=== Extracted text ===
Density Sollins 1

Description and working steps

The fractionation scheme is based on the method by Golchin et al. (1994), but is modified in a way that the dispersion step to release occluded light fraction (oLF) is omitted. Thus, bulk soil (<2mm) was only separated into light fraction (LF) and heavy fraction (HF) by density fractionation using sodium polytungstate (SPT) at a density of 1.6 g cm-3. The selection of density cut-off at 1.6 g cm-3 is based on recommendations by Cerli et al. (2012), who could show that it was the most suitable density to separate maximum carbon content in light fractions and to minimize contamination of light fractions with floating soil minerals.

Sodium polytungstate (SPT 0, TC Tungsten Compounds, Grub am Forst, Germany) solution was adjusted to a density of 1.6 g cm-3 by weighing out defined volumes of the solution. It should be noted that during the whole procedure, SPT solutions should be collected, since there is the possibility to recycle them for reuse with the method described by Six et al. (1999). Dried and sieved (<2 mm) bulk soil samples were suspended in SPT solution (soil : solution ratio, 1 : 5; 8g soil : 40ml SPT solution) in centrifuge tubes (approx. total volume 50 ml, 27 mm inner diameter, 115 mm height, conical bottom) and subsequently centrifuged at 4500 g for 10 min. LF material was collected by careful removal of the floating material and subsequent filtration using glass fiber filters (GF 6, Whatman, Dassel, Germany). LF material was rinsed with deionized water until the electrical conductivity was <50 µS cm-1, to remove residual SPT. The remaining soil material with a density >1.6 g cm-3 (HF) was washed three times with deionized water following centrifugation each time. All fractions can be either oven- or freeze-dried, depending on further analyses to be done on the fractions. Soil samples were fractionated in triplicate and weights were recorded to determine recovery of the fractionation procedure.
=== Data section ===
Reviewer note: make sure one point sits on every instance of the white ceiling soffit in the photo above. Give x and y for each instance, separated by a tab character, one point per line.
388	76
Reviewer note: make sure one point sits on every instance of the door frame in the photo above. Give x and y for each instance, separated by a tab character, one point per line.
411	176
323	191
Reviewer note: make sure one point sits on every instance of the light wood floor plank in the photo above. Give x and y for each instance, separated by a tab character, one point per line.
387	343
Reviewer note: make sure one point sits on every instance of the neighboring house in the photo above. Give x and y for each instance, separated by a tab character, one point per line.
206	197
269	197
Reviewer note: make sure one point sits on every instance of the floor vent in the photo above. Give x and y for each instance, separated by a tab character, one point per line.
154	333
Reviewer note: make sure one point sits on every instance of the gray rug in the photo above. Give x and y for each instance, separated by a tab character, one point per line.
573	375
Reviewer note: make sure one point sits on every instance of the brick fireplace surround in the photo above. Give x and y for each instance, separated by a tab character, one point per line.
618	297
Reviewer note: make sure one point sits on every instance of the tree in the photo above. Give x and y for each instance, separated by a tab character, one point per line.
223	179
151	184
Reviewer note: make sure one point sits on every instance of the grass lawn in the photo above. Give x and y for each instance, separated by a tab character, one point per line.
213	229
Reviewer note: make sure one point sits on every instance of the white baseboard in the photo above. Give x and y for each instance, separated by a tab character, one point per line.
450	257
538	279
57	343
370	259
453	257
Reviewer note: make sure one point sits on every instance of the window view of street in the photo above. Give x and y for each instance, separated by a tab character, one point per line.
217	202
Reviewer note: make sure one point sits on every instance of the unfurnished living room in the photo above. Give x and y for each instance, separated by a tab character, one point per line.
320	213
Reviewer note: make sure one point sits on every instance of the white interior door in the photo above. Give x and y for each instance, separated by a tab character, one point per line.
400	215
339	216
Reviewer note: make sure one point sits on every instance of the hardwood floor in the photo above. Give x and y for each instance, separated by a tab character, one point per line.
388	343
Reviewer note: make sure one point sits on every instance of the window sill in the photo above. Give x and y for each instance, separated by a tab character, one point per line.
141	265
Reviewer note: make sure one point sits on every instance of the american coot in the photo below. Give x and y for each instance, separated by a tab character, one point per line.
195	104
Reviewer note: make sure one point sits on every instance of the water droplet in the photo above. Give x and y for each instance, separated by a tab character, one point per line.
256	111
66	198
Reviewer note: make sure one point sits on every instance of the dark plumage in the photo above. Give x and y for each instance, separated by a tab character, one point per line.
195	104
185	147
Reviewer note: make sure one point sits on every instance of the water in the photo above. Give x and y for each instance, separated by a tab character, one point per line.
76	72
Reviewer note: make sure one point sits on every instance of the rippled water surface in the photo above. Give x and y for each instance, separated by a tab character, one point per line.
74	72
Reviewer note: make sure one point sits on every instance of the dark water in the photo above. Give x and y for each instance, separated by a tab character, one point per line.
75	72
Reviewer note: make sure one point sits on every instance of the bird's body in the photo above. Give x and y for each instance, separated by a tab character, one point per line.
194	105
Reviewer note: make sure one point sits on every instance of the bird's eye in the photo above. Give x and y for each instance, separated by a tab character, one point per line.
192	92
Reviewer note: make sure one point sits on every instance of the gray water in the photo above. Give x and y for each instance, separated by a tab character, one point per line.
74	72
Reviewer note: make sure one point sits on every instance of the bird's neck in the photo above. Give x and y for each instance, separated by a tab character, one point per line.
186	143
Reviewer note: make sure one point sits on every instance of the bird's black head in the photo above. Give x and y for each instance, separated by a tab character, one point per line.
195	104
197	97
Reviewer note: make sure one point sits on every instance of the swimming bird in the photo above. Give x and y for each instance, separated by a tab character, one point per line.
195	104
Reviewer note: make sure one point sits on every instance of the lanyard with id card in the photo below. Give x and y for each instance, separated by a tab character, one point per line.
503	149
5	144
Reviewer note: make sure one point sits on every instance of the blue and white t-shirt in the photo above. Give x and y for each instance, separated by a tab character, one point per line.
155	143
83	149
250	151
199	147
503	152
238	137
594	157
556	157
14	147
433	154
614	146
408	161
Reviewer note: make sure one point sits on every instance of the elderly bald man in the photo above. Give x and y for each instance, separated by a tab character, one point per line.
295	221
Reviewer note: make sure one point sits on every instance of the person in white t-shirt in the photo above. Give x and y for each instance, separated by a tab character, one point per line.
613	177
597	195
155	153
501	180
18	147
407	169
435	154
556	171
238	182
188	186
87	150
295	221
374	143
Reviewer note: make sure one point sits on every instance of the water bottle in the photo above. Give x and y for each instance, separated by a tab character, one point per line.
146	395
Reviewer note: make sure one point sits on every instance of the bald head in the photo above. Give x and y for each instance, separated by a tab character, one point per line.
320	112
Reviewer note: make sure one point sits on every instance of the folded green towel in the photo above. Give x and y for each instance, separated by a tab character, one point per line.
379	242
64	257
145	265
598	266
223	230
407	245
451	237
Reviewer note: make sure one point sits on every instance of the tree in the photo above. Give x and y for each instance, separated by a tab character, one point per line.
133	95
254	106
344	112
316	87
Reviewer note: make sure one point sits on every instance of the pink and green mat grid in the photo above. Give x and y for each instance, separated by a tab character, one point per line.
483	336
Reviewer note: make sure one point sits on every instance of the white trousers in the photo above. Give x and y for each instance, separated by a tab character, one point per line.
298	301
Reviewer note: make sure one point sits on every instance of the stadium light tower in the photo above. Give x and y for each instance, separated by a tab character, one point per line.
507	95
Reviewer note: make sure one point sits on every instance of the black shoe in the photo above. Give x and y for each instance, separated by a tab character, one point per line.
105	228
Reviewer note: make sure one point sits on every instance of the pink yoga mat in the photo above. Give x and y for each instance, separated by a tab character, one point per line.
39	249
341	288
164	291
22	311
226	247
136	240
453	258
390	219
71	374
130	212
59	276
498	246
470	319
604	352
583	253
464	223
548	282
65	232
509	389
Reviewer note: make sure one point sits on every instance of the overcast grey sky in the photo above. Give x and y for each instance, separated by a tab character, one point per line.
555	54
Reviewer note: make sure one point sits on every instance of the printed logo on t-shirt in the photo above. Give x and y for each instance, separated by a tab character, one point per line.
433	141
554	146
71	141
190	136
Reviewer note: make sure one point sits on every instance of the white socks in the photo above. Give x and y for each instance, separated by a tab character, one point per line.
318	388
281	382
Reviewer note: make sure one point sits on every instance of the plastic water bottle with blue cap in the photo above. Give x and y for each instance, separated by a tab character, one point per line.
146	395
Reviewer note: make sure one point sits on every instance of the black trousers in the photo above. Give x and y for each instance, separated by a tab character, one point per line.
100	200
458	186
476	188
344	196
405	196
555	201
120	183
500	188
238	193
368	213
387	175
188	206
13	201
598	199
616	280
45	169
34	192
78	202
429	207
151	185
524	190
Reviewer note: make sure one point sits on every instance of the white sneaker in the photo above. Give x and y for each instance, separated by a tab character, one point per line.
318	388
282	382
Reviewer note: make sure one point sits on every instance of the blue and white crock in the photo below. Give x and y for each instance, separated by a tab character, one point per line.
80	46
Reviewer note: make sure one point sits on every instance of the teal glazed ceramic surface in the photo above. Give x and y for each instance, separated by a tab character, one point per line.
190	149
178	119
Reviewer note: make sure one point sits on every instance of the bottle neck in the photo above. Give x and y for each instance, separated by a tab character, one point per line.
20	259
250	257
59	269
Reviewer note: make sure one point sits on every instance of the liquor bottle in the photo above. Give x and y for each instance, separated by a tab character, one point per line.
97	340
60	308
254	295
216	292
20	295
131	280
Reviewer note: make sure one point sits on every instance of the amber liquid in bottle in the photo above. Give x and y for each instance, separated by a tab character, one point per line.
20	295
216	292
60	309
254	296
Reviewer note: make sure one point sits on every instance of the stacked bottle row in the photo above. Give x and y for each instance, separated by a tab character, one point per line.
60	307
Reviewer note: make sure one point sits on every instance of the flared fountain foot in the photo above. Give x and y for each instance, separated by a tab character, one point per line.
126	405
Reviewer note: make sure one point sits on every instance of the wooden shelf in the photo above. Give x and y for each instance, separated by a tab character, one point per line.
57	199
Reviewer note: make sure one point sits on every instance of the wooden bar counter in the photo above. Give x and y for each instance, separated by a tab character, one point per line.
===
Questions:
• 1. In the density fractionation protocol, at what force and for how long were the soil suspensions centrifuged?
• 2. Carry on with the density fractionation protocol, starting after its last sentence.
The records have nothing to do with what comes next.

Results of the exercise:
• 1. At 4500 g for 10 minutes.

• 2.
Initial Aim

The scheme is a simplification of the Golchin method which omits the sonication step to release the occluded light fraction (since this fraction is often very small in mass and chemically not very distinct from the other fractions).

The scheme is intended to separate physically unprotected particulate organic matter (light fraction, LF) from other soil organic matter which can be associated with soil aggregates or minerals (heavy fraction, HF). However, the density solution (SPT) itself has a dispersing effect and could contribute to the breakup of soil aggregates and release of organic matter therein (depending on the energy which is needed to break the aggregates, which varies for different soils).

Advantages

Simple and fast.

Disadvantages

The heavy fraction is not separated any further and is therefore a heterogeneous SOC pool.

References

Sollins, P., Spycher, G., Glassman, C., 1984. Net nitrogen mineralization from light-and heavy-fraction forest soil organic matter. Soil Biology and Biochemistry 16, 31-37.

Cerli, C., Celi, L., Kalbitz, K., Guggenberger, G., Kaiser, K., 2012. Separation of light and heavy organic matter fractions in soil — Testing for proper density cut-off and dispersion level. Geoderma 170, 403–416.

Golchin, A., Oades, J., Skjemstad, J., Clarke, P., 1994. Study of free and occluded particulate organic matter in soils by solid state 13C CP/MAS NMR spectroscopy and scanning electron microscopy. Australian Journal of Soil Research 32, 285–309.

Six, J., Schultz, P.A., Jastrow, J.D., Merckx, R., 1999. Recycling of sodium polytungstate used in soil organic matter studies. Soil Biology and Biochemistry 31, 1193–1196.